→ Labeled-object pointing entries
____

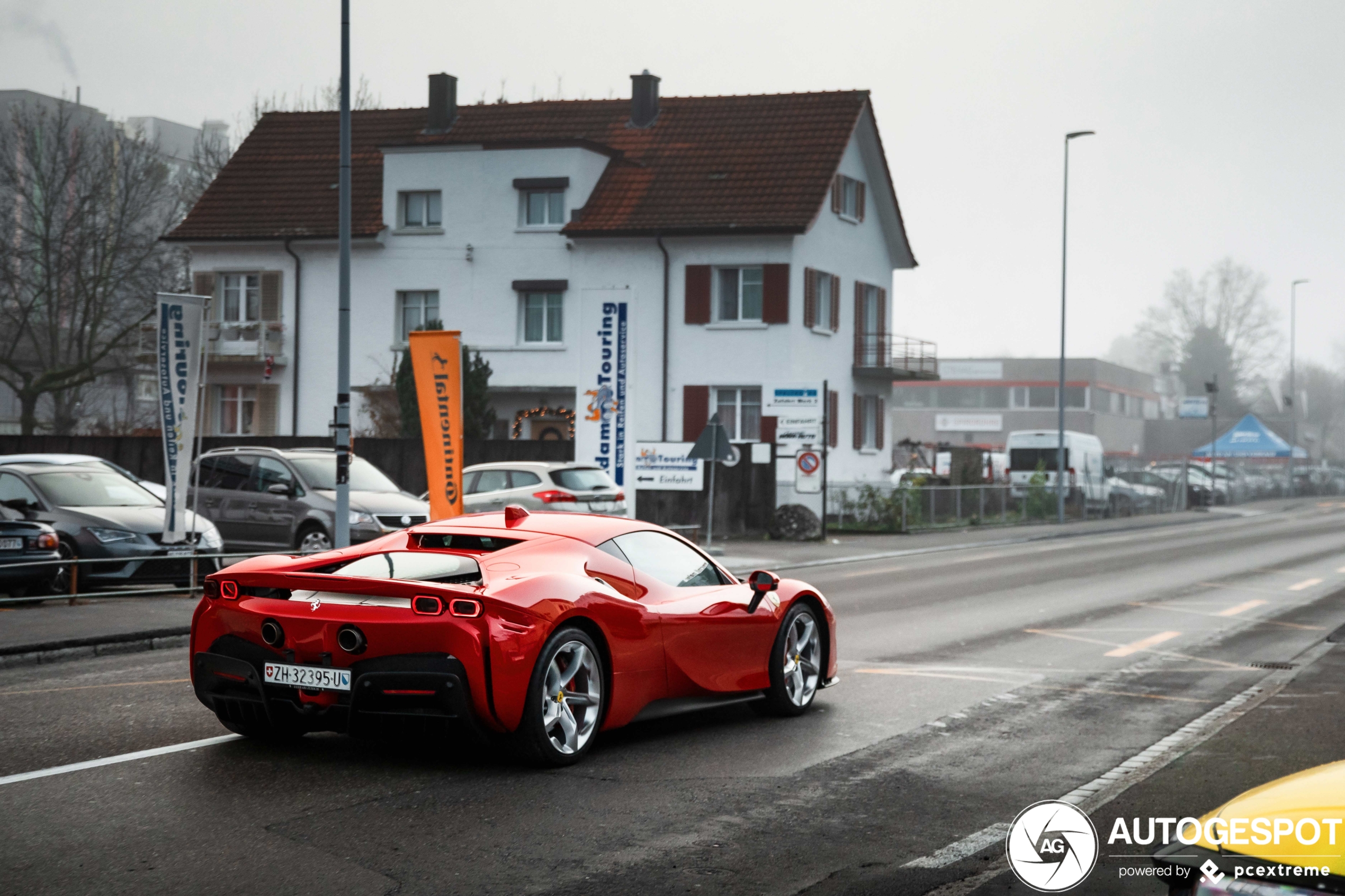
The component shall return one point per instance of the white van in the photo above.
(1087, 480)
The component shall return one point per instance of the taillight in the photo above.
(554, 496)
(427, 605)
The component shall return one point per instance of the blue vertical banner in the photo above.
(604, 426)
(181, 333)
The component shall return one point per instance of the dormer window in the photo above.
(848, 198)
(541, 202)
(420, 209)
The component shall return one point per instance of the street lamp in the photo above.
(1293, 411)
(1060, 391)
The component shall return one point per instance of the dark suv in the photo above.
(284, 500)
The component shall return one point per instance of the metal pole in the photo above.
(1060, 391)
(340, 538)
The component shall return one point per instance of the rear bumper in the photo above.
(230, 680)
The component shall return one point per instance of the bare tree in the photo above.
(83, 209)
(1230, 301)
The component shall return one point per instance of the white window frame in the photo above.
(423, 296)
(238, 397)
(434, 207)
(549, 308)
(247, 285)
(738, 298)
(524, 207)
(735, 426)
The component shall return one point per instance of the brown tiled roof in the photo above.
(709, 164)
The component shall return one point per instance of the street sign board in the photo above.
(808, 472)
(665, 467)
(1195, 406)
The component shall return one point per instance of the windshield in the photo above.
(92, 488)
(583, 480)
(320, 473)
(412, 566)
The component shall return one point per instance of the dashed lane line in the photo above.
(112, 761)
(1144, 644)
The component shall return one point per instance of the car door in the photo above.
(711, 641)
(487, 492)
(272, 516)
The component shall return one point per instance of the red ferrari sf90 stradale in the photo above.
(540, 628)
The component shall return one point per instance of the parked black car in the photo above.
(265, 499)
(26, 542)
(100, 513)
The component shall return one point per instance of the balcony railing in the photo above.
(898, 356)
(241, 341)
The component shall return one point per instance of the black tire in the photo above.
(534, 739)
(781, 696)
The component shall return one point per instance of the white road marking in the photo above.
(1241, 608)
(1144, 644)
(112, 761)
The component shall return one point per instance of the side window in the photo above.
(229, 472)
(668, 559)
(15, 490)
(491, 481)
(271, 472)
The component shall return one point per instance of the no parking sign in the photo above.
(808, 472)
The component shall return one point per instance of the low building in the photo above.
(981, 401)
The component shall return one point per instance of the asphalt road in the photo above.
(974, 683)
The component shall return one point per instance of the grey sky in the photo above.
(1219, 123)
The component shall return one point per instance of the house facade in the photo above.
(755, 237)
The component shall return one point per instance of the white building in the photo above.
(756, 236)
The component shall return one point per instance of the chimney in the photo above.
(443, 104)
(644, 100)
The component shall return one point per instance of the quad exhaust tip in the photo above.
(352, 640)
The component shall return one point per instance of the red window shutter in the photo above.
(696, 411)
(768, 429)
(775, 293)
(810, 297)
(833, 410)
(836, 304)
(697, 295)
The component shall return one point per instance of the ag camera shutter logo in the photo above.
(1052, 847)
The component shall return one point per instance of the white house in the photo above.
(756, 237)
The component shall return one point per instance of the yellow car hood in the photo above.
(1314, 793)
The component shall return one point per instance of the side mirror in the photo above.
(761, 583)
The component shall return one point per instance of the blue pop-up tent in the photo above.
(1249, 438)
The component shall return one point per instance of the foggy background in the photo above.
(1219, 126)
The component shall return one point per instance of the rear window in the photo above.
(1027, 460)
(412, 566)
(583, 480)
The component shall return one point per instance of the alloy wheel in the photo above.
(572, 696)
(802, 660)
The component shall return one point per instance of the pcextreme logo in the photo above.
(1052, 847)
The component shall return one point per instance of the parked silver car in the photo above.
(539, 485)
(267, 499)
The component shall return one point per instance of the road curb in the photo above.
(34, 655)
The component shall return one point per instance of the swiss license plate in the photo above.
(310, 677)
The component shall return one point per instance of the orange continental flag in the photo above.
(437, 365)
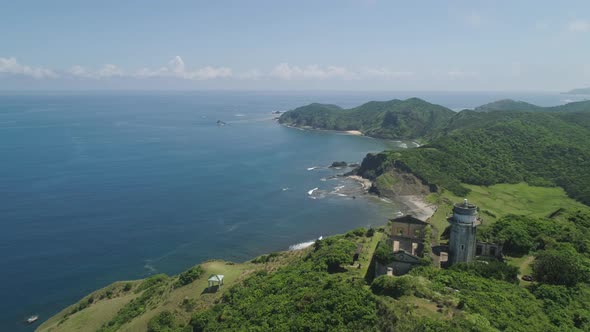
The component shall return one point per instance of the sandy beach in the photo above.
(354, 132)
(366, 183)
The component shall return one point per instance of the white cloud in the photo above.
(11, 66)
(252, 74)
(285, 71)
(385, 73)
(473, 18)
(106, 71)
(579, 26)
(176, 68)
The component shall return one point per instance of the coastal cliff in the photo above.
(394, 119)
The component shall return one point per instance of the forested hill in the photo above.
(410, 118)
(507, 105)
(541, 148)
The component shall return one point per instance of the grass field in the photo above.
(502, 199)
(101, 311)
(185, 300)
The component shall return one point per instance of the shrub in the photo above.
(395, 287)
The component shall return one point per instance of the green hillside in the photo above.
(411, 118)
(321, 288)
(507, 105)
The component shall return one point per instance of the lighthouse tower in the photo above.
(462, 241)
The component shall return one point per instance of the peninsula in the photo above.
(528, 173)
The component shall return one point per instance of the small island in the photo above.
(580, 91)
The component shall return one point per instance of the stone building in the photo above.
(407, 243)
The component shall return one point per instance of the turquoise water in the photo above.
(98, 187)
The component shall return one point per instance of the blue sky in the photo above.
(295, 45)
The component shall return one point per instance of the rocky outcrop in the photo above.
(339, 164)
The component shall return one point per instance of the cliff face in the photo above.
(390, 178)
(410, 118)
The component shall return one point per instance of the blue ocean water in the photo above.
(104, 186)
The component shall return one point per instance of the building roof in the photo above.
(216, 277)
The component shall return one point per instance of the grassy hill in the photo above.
(411, 118)
(321, 288)
(543, 148)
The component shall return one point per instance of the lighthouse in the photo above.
(462, 241)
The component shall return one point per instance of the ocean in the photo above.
(103, 186)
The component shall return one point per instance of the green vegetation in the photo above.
(503, 142)
(580, 91)
(411, 118)
(189, 276)
(318, 289)
(511, 162)
(507, 105)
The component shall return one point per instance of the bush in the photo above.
(489, 269)
(560, 266)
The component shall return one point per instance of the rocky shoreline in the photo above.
(416, 205)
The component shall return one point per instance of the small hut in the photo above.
(215, 280)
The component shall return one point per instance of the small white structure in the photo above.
(215, 279)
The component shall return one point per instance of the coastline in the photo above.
(415, 205)
(344, 132)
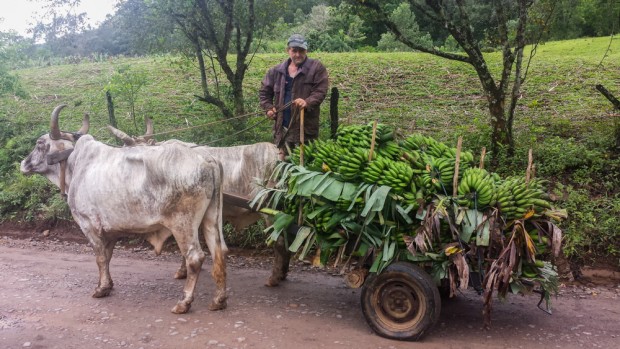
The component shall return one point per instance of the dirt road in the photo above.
(45, 303)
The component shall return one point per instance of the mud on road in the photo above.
(45, 302)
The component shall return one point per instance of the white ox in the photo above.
(243, 165)
(156, 191)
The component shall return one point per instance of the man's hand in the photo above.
(300, 103)
(271, 113)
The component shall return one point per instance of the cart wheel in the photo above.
(401, 303)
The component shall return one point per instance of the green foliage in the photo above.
(410, 91)
(405, 20)
(592, 228)
(555, 155)
(126, 83)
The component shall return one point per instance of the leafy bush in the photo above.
(555, 155)
(592, 226)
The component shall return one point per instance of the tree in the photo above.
(404, 19)
(455, 17)
(221, 34)
(60, 25)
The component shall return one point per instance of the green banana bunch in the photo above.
(398, 175)
(415, 160)
(441, 172)
(466, 161)
(384, 133)
(326, 155)
(476, 188)
(352, 162)
(354, 136)
(515, 197)
(373, 172)
(389, 149)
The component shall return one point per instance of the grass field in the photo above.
(561, 115)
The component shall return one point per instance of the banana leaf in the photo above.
(309, 243)
(302, 234)
(281, 221)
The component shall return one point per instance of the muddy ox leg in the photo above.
(103, 251)
(282, 257)
(214, 237)
(182, 271)
(194, 258)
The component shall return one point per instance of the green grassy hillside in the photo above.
(561, 115)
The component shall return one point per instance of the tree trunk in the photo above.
(499, 125)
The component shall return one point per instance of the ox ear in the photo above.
(57, 157)
(128, 141)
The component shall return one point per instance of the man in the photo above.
(298, 83)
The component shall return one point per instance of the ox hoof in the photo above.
(181, 308)
(217, 305)
(180, 274)
(101, 292)
(272, 282)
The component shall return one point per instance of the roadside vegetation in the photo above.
(562, 118)
(148, 60)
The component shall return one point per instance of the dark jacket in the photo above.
(310, 84)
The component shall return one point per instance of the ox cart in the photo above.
(415, 221)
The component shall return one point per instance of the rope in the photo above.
(215, 122)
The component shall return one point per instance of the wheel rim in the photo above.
(398, 304)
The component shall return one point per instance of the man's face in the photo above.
(297, 54)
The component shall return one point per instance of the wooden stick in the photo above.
(301, 137)
(482, 155)
(372, 142)
(530, 160)
(457, 163)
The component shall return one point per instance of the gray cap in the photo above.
(297, 40)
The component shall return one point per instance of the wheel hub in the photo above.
(398, 302)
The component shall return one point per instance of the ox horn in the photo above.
(85, 124)
(149, 129)
(128, 141)
(54, 129)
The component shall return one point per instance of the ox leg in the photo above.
(103, 252)
(282, 257)
(194, 257)
(214, 237)
(182, 271)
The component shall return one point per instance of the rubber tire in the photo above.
(406, 283)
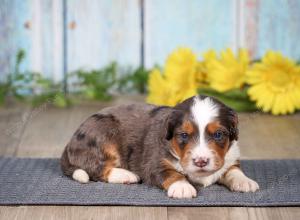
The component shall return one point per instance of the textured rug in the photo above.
(41, 182)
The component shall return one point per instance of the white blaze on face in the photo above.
(203, 112)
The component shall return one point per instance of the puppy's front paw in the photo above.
(181, 189)
(119, 175)
(243, 184)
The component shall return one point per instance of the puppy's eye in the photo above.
(218, 136)
(184, 136)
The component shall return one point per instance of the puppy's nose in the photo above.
(201, 161)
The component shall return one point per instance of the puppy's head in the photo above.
(200, 131)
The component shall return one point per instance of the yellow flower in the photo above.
(178, 81)
(201, 75)
(275, 84)
(228, 72)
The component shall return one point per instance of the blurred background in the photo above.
(62, 60)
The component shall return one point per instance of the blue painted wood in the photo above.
(46, 36)
(13, 35)
(101, 31)
(276, 26)
(200, 25)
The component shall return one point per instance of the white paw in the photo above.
(243, 184)
(119, 175)
(81, 176)
(181, 189)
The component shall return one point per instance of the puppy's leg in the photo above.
(119, 175)
(175, 183)
(236, 180)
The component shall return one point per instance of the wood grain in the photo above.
(200, 25)
(103, 31)
(272, 25)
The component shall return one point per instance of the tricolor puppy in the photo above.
(194, 142)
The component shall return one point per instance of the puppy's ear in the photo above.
(173, 120)
(233, 130)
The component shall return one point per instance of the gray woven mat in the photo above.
(40, 181)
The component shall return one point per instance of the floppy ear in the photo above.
(233, 130)
(173, 120)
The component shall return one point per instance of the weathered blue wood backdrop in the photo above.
(100, 31)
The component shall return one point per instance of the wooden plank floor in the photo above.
(44, 131)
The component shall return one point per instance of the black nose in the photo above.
(201, 161)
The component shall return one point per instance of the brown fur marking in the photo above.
(112, 160)
(171, 175)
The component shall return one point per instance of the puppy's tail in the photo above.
(77, 174)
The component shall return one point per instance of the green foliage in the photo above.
(45, 90)
(31, 86)
(97, 84)
(135, 80)
(236, 99)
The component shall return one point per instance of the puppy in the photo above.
(194, 142)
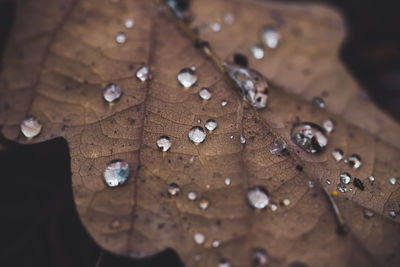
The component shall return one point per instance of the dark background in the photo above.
(39, 223)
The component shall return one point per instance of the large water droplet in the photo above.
(187, 77)
(253, 85)
(30, 127)
(309, 136)
(116, 173)
(164, 143)
(197, 135)
(258, 197)
(112, 92)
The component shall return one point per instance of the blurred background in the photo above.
(40, 226)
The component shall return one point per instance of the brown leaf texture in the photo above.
(62, 54)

____

→ WORK REQUIRED
Emit an exact copy of the lines from the line bearing "black nose in the photo above." through the last line above, inclusive, and leave the images out.

→ ANSWER IN FULL
The component shall return one point per instance of the black nose in the photo above.
(201, 161)
The component shall return one point per instance of the brown fur marking in the photo above.
(112, 160)
(171, 175)
The component shall return one point per instance of the puppy's tail in the photo above.
(77, 174)
The component shall return one point per instance of the green foliage in the photo above.
(45, 90)
(31, 86)
(97, 84)
(135, 80)
(236, 99)
The component shall return one point per instance of the puppy in the photo above.
(194, 142)
The component shall return one point per instance of the dark background in the photo above.
(39, 223)
The component shall return one point per instance of the large water droplet in the photo above.
(187, 77)
(253, 85)
(30, 127)
(309, 136)
(116, 173)
(164, 143)
(197, 135)
(258, 197)
(112, 92)
The component shall return one point per instance of the blurred background in the photo above.
(40, 226)
The component shall return one point per instance of the brown leaf texture in the photo above.
(62, 54)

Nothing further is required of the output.